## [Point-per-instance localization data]
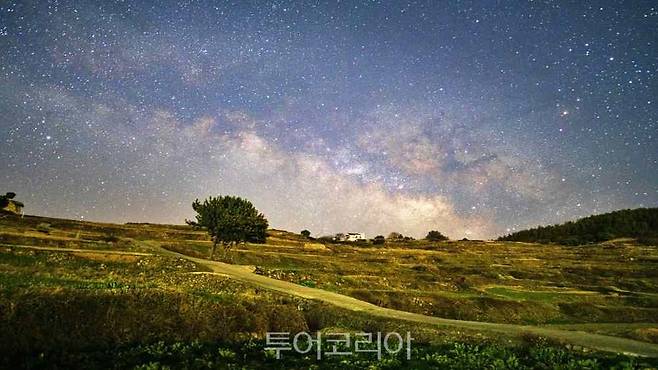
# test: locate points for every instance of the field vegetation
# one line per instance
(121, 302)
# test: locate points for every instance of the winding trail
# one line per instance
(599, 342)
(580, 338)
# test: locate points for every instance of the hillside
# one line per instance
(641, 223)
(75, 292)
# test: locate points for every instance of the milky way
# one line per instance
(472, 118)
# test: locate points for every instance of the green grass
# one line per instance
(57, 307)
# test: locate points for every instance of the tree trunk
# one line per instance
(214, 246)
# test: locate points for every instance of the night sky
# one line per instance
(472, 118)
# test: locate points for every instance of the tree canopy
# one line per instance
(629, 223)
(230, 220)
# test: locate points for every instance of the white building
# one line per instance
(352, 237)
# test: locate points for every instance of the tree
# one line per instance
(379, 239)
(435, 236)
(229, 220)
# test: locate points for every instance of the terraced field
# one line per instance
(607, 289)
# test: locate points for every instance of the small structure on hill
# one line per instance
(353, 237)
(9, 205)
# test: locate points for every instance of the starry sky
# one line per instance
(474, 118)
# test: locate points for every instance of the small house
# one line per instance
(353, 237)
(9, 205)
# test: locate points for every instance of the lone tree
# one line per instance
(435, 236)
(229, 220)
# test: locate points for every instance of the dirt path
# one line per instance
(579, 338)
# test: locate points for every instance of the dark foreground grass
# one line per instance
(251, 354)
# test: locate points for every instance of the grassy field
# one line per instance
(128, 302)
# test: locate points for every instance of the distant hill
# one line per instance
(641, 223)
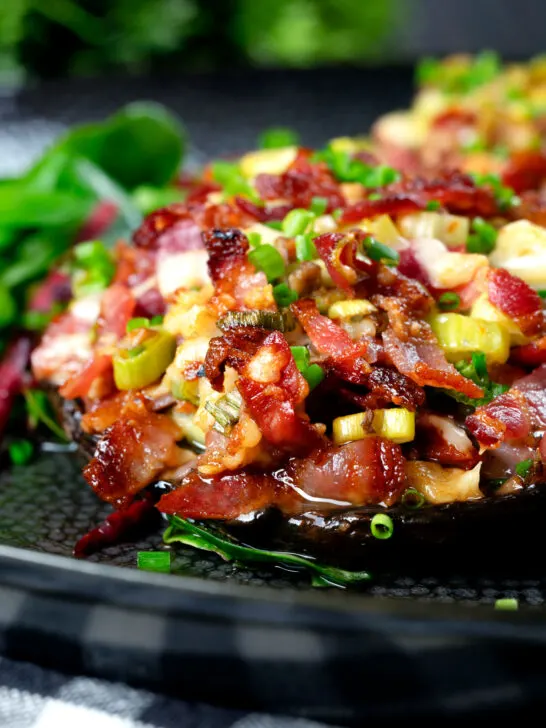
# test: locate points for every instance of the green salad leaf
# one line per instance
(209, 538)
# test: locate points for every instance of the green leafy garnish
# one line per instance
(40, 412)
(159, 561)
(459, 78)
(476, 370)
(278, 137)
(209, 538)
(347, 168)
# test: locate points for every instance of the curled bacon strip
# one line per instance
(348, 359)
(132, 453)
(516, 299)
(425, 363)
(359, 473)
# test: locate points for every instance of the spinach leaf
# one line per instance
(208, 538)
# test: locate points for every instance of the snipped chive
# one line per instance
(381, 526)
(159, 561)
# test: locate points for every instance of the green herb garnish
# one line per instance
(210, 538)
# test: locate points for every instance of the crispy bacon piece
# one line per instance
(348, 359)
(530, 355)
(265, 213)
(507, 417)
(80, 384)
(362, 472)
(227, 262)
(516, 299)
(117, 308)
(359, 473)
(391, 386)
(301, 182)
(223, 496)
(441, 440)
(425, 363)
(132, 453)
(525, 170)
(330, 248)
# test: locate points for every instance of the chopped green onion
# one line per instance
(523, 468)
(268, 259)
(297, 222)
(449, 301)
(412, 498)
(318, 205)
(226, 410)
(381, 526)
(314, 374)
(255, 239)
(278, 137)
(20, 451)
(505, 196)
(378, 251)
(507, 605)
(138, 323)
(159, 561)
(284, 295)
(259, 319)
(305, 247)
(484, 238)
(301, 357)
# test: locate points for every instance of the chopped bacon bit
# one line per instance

## [Exercise]
Write out the records word for word. Pictures stay out.

## [Your response]
# test: locate points for every instance of the field vegetation
# one line per instance
(121, 302)
# test: locate points for every instance of the winding trail
# one line per instance
(599, 342)
(580, 338)
# test: locate points for every instance of the hillside
# one line per instance
(641, 223)
(75, 292)
# test: locate points for every instance of the milky way
# one line per instance
(472, 118)
# test: locate points for every instance of the green grass
# one line per instance
(57, 307)
# test: locate points for every instance of the tree trunk
# one line per instance
(214, 246)
# test: locate points for every instance of the night sky
# one line per instance
(472, 118)
# test: locate points for every instance of the tree canopy
# one line per instance
(629, 223)
(230, 220)
# test: locate points for every instance of the white building
# one line per instance
(352, 237)
# test: locate points for every instance of the tree
# one line per instance
(379, 239)
(435, 236)
(229, 220)
# test: locate points for every instance of the terraced field
# one line per instance
(607, 289)
# test: locate points for every instance of the small structure on hill
# one line per instance
(353, 237)
(9, 205)
# test: locate points for every instance of the starry sky
# one line per instance
(474, 118)
# test: locate points for every instance of the small house
# one line per instance
(353, 237)
(9, 205)
# test: locate points for every instance of the lone tree
# one line per instance
(435, 236)
(229, 220)
# test: locate points for every instance of the dirt path
# one line per instance
(579, 338)
# test: locate points for every instance of the dark foreground grass
# one line per instance
(251, 354)
# test: locate points for every instance of the grassy field
# one line per instance
(128, 302)
# test: locate points for every instance of the distant hill
# one line per instance
(641, 223)
# test: locate points for every instance of the green salad leaf
# one line per instance
(209, 538)
# test: locate points for every instance of the green leafy garnish
# one line per instance
(40, 412)
(159, 561)
(459, 78)
(476, 370)
(278, 137)
(209, 538)
(347, 168)
# test: locate points for every instance of the curled bacon strip
# one line per instance
(348, 359)
(132, 453)
(516, 299)
(425, 363)
(359, 473)
# test: locate points for every instance of the spinach leaf
# one line per instance
(208, 538)
# test: locate points for every instance of the snipped chive
# one line per instance
(381, 526)
(159, 561)
# test: locate points for every instance of the green herb garnish
# one line per instance
(210, 538)
# test: locate points for every instance of the crispy bacon piece
# one line per instance
(348, 359)
(530, 355)
(265, 213)
(507, 417)
(80, 384)
(362, 472)
(227, 262)
(516, 299)
(117, 308)
(359, 473)
(391, 386)
(301, 182)
(223, 496)
(441, 440)
(425, 363)
(132, 453)
(525, 170)
(330, 248)
# test: locate points for every instance of the chopped green onion
# one line per instance
(523, 468)
(268, 259)
(297, 222)
(449, 301)
(412, 498)
(318, 205)
(226, 410)
(381, 526)
(314, 374)
(255, 239)
(278, 137)
(20, 451)
(505, 196)
(378, 251)
(507, 605)
(138, 323)
(159, 561)
(284, 295)
(259, 319)
(305, 247)
(484, 238)
(301, 357)
# test: locate points for every instance of the chopped bacon bit
# one line per instance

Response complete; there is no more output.